ABOUT THIS TASK → How do the lines below between the ones holding "Practice. Point out each instance of the person" and "Practice. Point out each instance of the curved", inclusive, read? Give them again exactly, with no other lines.

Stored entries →
****
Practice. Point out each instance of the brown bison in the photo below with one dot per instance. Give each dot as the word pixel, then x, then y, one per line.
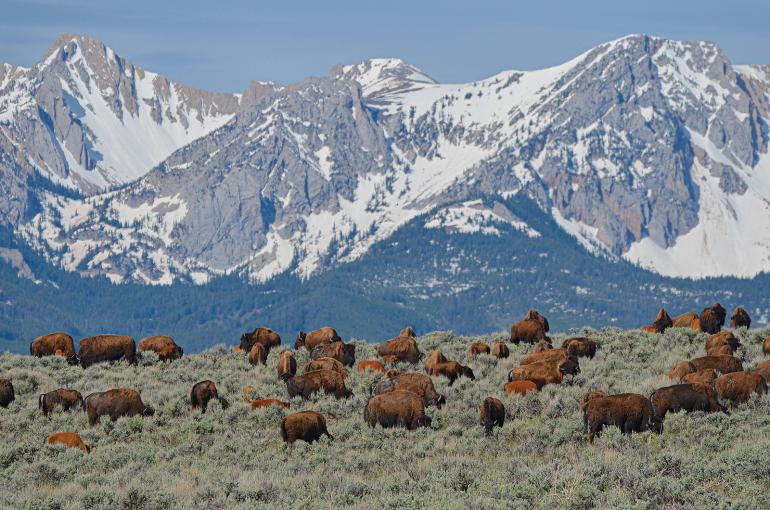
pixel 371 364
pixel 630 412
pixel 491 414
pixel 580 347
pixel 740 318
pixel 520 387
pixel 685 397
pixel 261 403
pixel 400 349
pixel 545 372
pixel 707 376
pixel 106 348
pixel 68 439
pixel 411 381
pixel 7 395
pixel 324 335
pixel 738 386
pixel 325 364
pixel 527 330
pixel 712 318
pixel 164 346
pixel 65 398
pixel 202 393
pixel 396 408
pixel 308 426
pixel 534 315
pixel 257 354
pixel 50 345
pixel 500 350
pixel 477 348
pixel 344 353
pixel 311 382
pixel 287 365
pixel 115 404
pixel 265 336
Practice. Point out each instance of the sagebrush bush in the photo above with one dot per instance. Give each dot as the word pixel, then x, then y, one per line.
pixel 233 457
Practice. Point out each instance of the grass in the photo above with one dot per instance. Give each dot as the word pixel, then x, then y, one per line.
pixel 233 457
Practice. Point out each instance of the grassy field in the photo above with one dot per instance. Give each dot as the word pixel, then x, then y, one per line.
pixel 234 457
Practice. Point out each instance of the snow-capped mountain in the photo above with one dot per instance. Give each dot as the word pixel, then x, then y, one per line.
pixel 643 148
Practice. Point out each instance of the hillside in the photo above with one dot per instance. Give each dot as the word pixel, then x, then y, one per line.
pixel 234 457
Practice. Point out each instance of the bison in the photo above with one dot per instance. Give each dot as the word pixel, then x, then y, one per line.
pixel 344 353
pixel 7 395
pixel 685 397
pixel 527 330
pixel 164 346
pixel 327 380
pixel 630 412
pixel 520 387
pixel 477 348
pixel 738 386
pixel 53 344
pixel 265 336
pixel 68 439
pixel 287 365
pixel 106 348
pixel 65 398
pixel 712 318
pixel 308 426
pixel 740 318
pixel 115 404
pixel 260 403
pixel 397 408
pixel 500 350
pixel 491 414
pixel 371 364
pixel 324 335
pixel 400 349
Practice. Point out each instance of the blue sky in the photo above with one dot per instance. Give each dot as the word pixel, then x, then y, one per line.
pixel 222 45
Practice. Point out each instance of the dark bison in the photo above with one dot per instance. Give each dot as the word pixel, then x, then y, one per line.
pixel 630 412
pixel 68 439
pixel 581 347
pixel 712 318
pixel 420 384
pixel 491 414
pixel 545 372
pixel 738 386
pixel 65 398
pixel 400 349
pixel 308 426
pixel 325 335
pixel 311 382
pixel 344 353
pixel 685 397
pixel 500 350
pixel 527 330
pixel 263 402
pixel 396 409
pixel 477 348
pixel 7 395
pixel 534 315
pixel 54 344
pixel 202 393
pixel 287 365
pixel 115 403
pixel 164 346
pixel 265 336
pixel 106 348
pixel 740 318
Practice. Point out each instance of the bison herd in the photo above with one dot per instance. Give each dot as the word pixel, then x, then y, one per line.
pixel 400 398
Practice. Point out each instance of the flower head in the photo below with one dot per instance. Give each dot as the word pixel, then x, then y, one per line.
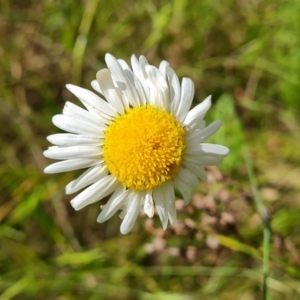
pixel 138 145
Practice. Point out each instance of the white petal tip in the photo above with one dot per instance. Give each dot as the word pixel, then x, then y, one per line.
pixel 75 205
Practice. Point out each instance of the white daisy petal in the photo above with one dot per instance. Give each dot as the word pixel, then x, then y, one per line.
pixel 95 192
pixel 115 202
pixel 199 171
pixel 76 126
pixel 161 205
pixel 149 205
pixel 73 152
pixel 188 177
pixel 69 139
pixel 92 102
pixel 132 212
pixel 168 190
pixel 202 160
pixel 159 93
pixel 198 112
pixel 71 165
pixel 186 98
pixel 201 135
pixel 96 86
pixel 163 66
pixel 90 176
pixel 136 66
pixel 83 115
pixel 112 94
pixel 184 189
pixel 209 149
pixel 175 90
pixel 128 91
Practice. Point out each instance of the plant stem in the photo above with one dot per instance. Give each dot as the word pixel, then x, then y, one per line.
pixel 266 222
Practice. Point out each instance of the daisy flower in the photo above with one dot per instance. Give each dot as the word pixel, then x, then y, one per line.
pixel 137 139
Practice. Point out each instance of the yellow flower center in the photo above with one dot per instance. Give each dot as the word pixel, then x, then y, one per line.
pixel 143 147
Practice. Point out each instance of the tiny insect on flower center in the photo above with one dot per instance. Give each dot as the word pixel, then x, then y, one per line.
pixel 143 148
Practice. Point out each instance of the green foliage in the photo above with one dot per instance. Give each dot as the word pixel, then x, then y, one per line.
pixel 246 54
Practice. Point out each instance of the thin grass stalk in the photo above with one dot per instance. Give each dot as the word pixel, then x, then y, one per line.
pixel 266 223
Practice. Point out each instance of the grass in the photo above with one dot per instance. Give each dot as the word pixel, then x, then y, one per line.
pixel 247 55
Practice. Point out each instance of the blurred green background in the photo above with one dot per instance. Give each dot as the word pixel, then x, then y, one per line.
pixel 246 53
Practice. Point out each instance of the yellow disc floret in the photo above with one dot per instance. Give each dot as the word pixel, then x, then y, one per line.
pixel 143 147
****
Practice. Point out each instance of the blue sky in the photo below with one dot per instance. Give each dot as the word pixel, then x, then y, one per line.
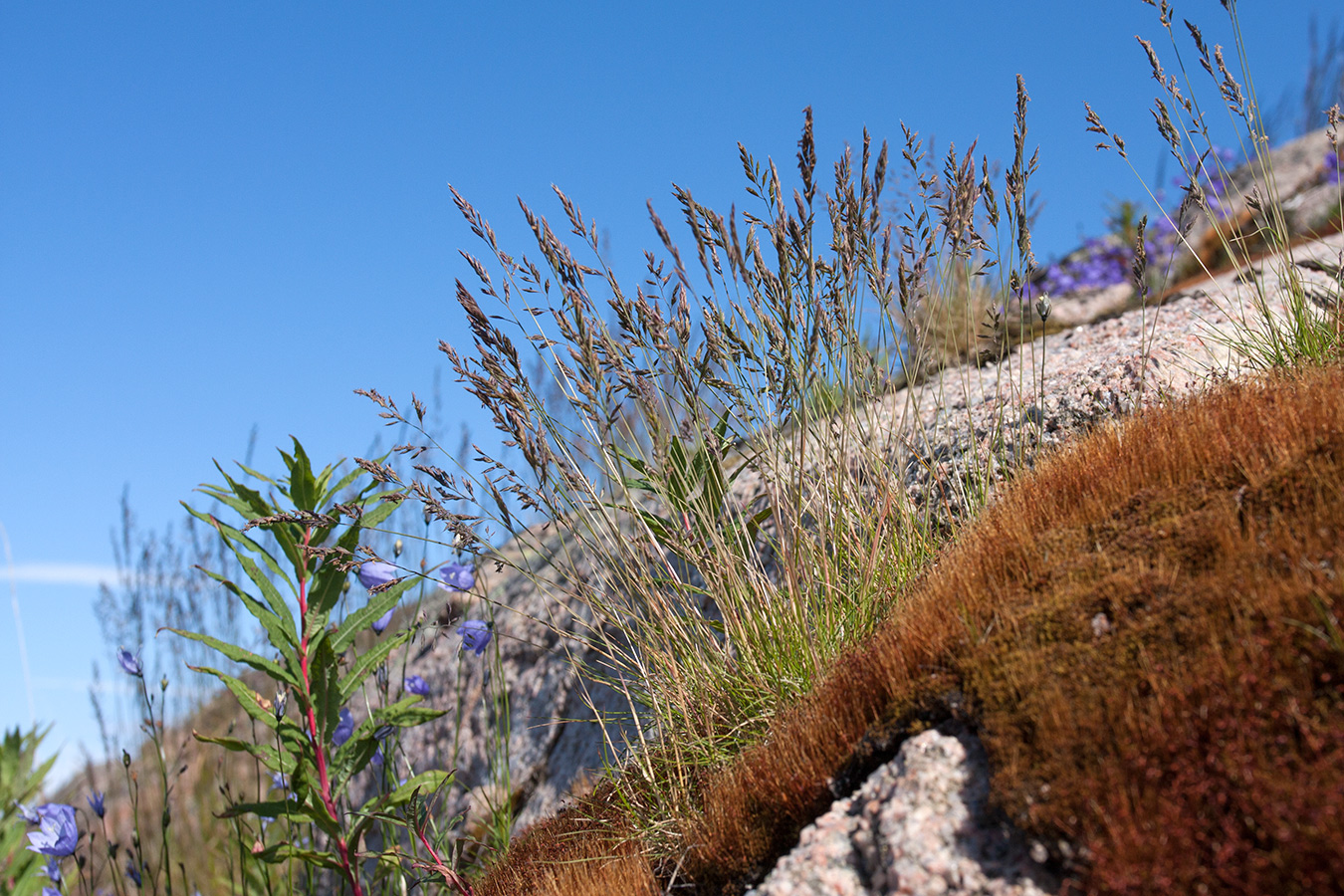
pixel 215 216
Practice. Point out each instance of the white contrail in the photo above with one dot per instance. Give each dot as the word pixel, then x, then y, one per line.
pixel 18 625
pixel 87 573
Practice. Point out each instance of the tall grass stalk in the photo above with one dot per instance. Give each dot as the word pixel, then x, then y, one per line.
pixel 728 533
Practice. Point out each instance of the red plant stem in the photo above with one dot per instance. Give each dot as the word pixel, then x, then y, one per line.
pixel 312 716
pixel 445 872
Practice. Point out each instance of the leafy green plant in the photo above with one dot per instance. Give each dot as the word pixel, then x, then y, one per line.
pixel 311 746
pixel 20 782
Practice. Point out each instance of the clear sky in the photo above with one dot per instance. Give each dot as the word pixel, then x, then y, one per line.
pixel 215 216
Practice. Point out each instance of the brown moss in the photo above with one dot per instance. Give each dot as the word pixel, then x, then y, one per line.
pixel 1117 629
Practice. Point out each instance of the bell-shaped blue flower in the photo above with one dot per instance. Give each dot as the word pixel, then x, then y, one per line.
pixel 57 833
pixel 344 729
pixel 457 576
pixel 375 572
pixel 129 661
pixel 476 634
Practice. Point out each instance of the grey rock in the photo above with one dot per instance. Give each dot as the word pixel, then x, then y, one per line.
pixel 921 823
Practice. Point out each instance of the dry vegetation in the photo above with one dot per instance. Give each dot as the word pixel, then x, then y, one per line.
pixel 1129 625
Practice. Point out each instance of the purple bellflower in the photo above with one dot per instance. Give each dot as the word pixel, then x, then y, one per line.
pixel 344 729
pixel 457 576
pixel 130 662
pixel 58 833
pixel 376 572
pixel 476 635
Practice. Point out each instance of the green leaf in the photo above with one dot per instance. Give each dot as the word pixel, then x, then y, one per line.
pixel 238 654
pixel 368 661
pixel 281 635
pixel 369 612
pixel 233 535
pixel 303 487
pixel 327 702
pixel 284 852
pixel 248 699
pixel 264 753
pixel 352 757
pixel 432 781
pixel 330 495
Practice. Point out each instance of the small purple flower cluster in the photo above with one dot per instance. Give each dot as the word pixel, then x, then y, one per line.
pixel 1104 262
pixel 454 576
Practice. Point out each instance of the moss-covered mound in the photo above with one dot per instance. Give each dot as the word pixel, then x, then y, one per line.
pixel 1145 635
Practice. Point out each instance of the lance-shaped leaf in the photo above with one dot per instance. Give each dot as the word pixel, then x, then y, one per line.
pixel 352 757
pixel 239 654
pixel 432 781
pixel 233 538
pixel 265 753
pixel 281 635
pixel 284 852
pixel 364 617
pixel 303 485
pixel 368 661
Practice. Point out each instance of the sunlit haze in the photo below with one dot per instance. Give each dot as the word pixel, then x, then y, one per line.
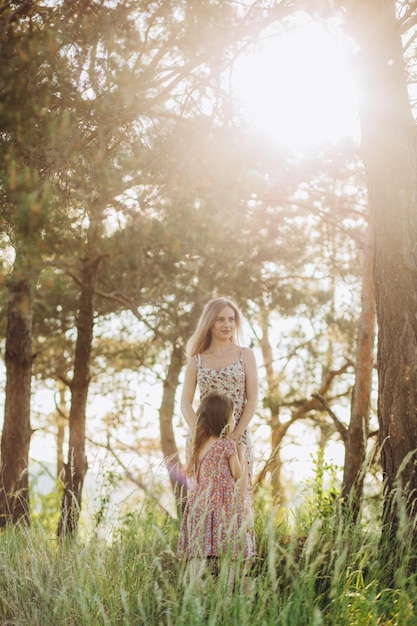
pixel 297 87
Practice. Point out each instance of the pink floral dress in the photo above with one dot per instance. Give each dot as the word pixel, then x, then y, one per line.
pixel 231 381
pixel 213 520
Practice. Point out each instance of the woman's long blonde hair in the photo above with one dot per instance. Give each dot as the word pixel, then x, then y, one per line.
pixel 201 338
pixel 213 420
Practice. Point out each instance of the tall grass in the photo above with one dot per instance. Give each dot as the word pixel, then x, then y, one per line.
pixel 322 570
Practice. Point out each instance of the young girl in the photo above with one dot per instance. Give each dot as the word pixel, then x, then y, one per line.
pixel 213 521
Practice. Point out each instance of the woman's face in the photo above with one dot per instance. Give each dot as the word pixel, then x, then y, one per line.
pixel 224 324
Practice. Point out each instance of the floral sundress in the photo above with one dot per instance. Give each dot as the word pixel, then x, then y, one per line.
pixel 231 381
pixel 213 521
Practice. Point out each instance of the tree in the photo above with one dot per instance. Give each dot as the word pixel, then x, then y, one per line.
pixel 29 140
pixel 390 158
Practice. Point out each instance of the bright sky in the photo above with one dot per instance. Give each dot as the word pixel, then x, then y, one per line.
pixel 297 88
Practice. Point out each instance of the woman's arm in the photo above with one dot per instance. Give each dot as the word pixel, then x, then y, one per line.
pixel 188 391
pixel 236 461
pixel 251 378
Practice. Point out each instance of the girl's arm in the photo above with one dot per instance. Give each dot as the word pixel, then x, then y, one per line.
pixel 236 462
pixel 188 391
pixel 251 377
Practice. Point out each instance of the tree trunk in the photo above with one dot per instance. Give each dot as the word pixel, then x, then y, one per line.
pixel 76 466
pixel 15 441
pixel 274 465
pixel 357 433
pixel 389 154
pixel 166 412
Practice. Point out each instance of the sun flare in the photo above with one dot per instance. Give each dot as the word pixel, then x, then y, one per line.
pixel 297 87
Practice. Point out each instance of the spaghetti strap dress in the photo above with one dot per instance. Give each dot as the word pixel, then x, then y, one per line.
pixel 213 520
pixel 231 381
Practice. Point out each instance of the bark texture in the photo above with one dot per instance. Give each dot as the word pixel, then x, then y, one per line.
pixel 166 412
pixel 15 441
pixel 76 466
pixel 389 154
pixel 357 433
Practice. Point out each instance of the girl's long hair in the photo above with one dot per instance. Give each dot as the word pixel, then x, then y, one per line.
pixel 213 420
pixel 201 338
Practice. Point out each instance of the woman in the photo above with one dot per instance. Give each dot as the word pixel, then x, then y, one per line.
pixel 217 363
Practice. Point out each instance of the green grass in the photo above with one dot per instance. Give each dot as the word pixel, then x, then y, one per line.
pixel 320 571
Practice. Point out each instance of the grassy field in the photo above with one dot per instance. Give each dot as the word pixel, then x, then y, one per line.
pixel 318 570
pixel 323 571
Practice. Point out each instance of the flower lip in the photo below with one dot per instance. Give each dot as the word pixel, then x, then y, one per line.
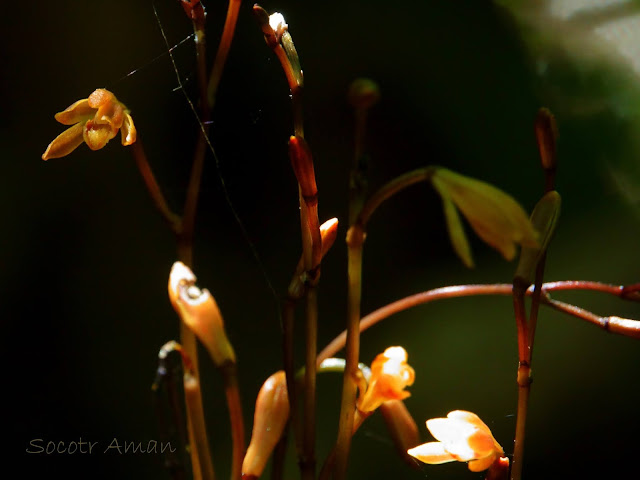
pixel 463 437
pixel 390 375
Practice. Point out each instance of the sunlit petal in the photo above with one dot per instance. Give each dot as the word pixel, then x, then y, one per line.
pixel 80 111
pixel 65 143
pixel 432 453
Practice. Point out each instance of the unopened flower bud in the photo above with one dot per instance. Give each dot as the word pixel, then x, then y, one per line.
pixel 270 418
****
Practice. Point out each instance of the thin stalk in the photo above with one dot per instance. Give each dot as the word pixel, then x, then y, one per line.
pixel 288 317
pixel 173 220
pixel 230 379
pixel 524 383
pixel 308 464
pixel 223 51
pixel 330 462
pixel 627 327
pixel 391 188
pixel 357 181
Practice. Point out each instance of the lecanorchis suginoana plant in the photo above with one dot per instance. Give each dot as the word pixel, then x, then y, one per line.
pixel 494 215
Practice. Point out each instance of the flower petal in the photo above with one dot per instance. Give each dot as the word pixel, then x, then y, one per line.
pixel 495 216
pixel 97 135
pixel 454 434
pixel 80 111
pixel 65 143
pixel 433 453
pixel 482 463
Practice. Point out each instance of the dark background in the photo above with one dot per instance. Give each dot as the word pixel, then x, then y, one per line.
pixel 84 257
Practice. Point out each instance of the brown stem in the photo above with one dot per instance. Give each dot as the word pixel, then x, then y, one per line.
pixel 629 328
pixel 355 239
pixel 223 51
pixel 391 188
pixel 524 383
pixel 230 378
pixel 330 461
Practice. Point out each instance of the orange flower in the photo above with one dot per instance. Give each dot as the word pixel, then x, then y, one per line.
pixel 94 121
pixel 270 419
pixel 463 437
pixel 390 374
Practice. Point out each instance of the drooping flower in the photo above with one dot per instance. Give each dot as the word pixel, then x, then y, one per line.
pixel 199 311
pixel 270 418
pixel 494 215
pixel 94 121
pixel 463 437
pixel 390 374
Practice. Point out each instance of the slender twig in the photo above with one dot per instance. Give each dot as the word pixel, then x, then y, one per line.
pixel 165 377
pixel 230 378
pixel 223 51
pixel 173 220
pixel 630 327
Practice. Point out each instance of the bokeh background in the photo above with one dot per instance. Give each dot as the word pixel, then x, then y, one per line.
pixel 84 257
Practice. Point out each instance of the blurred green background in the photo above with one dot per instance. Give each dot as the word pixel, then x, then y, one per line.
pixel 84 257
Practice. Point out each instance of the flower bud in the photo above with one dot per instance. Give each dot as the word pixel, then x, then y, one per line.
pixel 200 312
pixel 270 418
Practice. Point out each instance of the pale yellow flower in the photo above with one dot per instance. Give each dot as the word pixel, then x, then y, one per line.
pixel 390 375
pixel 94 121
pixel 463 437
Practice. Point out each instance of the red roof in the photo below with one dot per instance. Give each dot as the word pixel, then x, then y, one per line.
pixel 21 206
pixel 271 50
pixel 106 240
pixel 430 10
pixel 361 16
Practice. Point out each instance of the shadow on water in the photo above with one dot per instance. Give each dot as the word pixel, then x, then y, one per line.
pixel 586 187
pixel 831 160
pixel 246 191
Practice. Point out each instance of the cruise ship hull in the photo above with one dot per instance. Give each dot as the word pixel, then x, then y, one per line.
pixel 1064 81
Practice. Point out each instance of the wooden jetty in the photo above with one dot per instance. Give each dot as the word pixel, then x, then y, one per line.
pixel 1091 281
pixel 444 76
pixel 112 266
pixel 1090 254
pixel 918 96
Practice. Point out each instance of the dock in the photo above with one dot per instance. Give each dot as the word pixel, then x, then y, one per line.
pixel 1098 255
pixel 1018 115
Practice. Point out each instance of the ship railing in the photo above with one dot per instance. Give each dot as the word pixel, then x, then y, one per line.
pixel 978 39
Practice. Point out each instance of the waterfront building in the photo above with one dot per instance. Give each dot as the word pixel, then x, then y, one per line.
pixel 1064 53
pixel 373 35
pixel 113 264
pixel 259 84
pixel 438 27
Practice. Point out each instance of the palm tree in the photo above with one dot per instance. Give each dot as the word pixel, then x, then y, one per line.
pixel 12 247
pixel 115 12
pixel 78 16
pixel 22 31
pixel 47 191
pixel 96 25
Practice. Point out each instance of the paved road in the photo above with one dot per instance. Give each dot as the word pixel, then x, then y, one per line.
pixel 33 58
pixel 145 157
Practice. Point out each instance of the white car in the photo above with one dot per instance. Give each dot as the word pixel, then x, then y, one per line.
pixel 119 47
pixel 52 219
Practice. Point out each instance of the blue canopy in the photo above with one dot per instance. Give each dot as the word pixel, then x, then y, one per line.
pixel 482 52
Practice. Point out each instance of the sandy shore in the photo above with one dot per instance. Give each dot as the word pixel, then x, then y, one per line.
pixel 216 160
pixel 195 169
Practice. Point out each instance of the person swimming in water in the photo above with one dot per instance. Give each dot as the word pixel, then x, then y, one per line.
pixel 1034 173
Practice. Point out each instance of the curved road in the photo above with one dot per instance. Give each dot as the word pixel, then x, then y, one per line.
****
ANSWER FOR THE TASK →
Practice. Point out each instance of the person swimming in water in the photo above with one dot per instance. Give each dot as the word pixel, then x, then y, one per line.
pixel 1034 173
Practice. Point out each instance of the curved road in the photo above with one dot per instance. Give each dot as the word pixel, then x, then y, one per line.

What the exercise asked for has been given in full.